[Collection entries]
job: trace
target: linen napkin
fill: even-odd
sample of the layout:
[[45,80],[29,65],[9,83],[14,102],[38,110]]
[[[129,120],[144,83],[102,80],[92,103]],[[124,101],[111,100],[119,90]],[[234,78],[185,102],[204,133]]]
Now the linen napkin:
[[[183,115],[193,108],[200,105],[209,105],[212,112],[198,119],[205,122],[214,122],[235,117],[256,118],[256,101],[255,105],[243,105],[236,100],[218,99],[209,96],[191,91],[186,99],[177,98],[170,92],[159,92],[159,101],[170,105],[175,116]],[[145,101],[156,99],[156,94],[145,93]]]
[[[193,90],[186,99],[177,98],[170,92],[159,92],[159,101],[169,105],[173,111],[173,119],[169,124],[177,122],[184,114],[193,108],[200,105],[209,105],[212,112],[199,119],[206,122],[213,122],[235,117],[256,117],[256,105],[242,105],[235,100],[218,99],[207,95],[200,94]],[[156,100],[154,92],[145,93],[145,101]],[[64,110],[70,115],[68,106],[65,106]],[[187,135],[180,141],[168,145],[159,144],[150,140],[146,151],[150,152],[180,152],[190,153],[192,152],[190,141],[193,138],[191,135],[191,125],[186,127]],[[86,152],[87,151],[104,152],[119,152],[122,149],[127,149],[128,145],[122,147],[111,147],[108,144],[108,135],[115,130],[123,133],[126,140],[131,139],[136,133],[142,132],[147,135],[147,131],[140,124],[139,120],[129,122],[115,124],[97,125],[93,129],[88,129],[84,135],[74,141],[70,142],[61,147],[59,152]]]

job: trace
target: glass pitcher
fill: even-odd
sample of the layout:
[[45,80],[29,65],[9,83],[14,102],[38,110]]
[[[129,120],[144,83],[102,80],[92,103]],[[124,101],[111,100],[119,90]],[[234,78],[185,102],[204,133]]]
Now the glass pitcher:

* [TASK PROMPT]:
Could you return every line of the records above, word for word and unchanged?

* [OUTPUT BELOW]:
job: trace
target: linen napkin
fill: even-odd
sample of the layout:
[[45,80],[29,65],[9,83],[14,102],[38,110]]
[[[129,120],[144,83],[102,80],[92,103]],[[124,101],[111,100],[119,90]],[[234,78],[185,102],[204,133]]]
Now the linen napkin:
[[[183,115],[193,108],[200,105],[209,105],[212,112],[198,119],[205,122],[214,122],[235,117],[256,118],[256,101],[255,105],[243,105],[236,100],[218,99],[209,96],[191,91],[186,99],[177,98],[170,92],[159,92],[159,101],[170,105],[175,116]],[[145,101],[156,99],[156,94],[145,93]]]
[[[193,90],[186,99],[177,98],[170,92],[159,92],[159,101],[169,105],[173,111],[173,119],[169,124],[177,122],[184,114],[193,108],[200,105],[209,105],[212,112],[199,119],[206,122],[213,122],[235,117],[256,117],[256,105],[242,105],[235,100],[218,99],[207,95],[200,94]],[[156,100],[154,92],[145,93],[145,101]],[[64,110],[70,115],[68,106],[65,106]],[[187,135],[180,141],[168,145],[159,144],[150,140],[146,151],[150,152],[180,152],[190,153],[192,152],[190,141],[193,138],[191,135],[191,125],[186,127]],[[86,152],[87,151],[104,152],[119,152],[122,149],[127,149],[128,145],[122,147],[111,147],[108,144],[108,135],[115,130],[123,133],[126,140],[131,139],[136,133],[142,132],[147,135],[147,131],[140,124],[139,120],[129,122],[115,124],[97,125],[93,129],[88,129],[84,135],[74,141],[70,142],[61,147],[59,152]]]

job: trace
target: glass pitcher
fill: even-odd
sample of the layout:
[[45,80],[29,65],[9,83],[14,102],[38,110]]
[[[129,120],[144,83],[102,80],[92,103]],[[124,101],[111,100],[119,90]],[[234,78],[185,102],[204,133]]]
Now the glass pitcher:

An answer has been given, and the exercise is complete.